In any case, it should be examined whether all cases where the performance has become difficult or impossible are in fact casually linked to the pandemic, due to unforeseeable, unavoidable or
insurmountable circumstances. Contracting parties must always exercise their best efforts to perform the contract. The mere fact that performance has become difficult, does not release them from their responsibility (Section 1765 of the Commercial Code, CC).
B) Compensation for damages
According to Section 2913 (2) of the Civil Code, tortfeasors (e.g. persons being in default in supplying goods or services) may be released from their duty to provide compensation for damages if they prove that they were prevented from fulfilling their contractual duties due to an “extraordinary, unforeseeable and insurmountable obstacle created independently of their will.“ However, it is important to note that such an obstacle must arise before the tortfeasor is in default in performing the duty.
The party must prove the existence of the obstacle (force majeure), the force majeure event having to be the main reason for the default.
C) Negotiation of a change of contract (substantial change in circumstances)

* EXCERPTED DATA *

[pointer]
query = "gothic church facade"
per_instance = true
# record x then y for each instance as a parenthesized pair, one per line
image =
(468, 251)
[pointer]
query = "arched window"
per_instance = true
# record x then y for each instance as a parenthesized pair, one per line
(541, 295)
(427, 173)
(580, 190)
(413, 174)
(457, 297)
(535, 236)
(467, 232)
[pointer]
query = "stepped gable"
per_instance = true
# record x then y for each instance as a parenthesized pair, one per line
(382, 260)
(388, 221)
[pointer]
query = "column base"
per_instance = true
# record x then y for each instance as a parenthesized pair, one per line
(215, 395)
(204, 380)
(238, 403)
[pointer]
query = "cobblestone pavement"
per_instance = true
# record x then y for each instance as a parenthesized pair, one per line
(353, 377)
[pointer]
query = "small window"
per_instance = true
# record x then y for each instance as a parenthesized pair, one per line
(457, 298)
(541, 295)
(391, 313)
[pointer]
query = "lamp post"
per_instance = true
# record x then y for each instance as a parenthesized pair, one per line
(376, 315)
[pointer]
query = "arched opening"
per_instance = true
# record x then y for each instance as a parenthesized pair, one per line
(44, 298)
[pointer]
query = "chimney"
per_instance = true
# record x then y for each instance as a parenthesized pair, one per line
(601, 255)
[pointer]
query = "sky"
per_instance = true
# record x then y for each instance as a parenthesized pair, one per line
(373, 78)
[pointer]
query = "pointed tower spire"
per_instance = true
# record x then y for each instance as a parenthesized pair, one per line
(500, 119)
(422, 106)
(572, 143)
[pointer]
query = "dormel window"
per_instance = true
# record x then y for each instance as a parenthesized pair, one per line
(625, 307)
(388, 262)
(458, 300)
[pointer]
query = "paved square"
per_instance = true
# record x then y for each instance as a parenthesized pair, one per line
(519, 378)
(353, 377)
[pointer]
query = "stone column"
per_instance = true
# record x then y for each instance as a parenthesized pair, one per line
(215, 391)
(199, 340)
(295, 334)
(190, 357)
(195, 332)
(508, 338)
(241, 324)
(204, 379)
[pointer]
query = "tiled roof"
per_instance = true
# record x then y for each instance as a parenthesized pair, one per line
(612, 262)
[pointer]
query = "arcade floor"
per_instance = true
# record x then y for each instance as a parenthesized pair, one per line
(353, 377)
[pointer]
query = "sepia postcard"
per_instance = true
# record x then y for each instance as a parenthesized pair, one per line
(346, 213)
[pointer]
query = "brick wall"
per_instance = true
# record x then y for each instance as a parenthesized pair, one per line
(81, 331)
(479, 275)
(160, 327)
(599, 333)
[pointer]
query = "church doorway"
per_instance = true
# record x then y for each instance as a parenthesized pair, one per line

...

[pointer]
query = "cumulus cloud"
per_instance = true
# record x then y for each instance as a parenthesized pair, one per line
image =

* EXERCISE TASKS *
1. Answer these questions from the passage on contract performance during the pandemic:
(a) What must contracting parties always do with respect to performing the contract?
(b) Under Section 2913 (2) of the Civil Code, before what point must the obstacle arise?
(c) What must the force majeure event be in relation to the default?
2. Copy the passage on contract performance during the pandemic, starting with "The party must" and going on through "change in circumstances)", substituting "vis major" for "force majeure" wherever it occurs.
Answer using only the passage on contract performance during the pandemic.

* ANSWERS PROVIDED *
1.
(a) They must always exercise their best efforts to perform the contract.
(b) It must arise before the tortfeasor is in default in performing the duty.
(c) It must be the main reason for the default.

2.
The party must prove the existence of the obstacle (vis major), the vis major event having to be the main reason for the default.
C) Negotiation of a change of contract (substantial change in circumstances)